> **PROBLEM TO SOLVE**: For this listing, the lines between the one holding "pixel 391 1137" and the one holding "pixel 235 297", inclusive, must be set down exactly.

> **RECORDS FOR THIS EXERCISE**:
=======

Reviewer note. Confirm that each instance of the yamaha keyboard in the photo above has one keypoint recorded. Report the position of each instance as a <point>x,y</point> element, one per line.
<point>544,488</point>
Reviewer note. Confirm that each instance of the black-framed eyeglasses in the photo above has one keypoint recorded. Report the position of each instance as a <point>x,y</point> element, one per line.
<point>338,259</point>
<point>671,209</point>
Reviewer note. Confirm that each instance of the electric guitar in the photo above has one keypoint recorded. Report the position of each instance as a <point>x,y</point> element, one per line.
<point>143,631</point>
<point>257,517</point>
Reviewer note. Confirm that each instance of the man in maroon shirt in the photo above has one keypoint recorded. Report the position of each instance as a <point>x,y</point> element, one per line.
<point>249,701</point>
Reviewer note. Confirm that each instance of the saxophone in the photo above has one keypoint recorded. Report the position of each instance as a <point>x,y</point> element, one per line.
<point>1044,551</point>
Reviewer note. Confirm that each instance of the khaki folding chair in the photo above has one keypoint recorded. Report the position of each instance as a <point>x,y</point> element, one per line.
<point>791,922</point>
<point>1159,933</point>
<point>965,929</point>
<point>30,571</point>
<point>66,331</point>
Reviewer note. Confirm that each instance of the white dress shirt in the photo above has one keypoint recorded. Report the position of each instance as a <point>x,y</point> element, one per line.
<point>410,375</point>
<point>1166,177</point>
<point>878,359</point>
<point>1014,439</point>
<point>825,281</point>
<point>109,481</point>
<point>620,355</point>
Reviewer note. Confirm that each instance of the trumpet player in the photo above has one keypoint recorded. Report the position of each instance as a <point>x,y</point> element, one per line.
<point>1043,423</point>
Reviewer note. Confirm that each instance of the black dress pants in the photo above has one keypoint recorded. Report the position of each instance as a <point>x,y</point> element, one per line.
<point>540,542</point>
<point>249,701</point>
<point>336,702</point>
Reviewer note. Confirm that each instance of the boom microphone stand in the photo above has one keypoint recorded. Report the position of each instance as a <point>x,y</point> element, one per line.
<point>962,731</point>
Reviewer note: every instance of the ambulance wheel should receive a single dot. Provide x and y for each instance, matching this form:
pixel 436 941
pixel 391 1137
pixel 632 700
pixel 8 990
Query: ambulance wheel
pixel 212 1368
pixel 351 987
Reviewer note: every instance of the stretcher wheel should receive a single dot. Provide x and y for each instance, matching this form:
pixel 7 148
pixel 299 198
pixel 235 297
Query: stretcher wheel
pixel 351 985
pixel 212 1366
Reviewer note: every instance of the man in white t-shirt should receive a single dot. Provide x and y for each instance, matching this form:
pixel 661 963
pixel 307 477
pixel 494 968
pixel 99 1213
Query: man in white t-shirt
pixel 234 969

=======

> **TASK ANSWER**:
pixel 391 1137
pixel 632 700
pixel 8 990
Query: ambulance wheel
pixel 212 1368
pixel 351 987
Reviewer note: every instance of the stretcher wheel should receive a single dot. Provide x and y for each instance, matching this form:
pixel 7 148
pixel 299 198
pixel 235 297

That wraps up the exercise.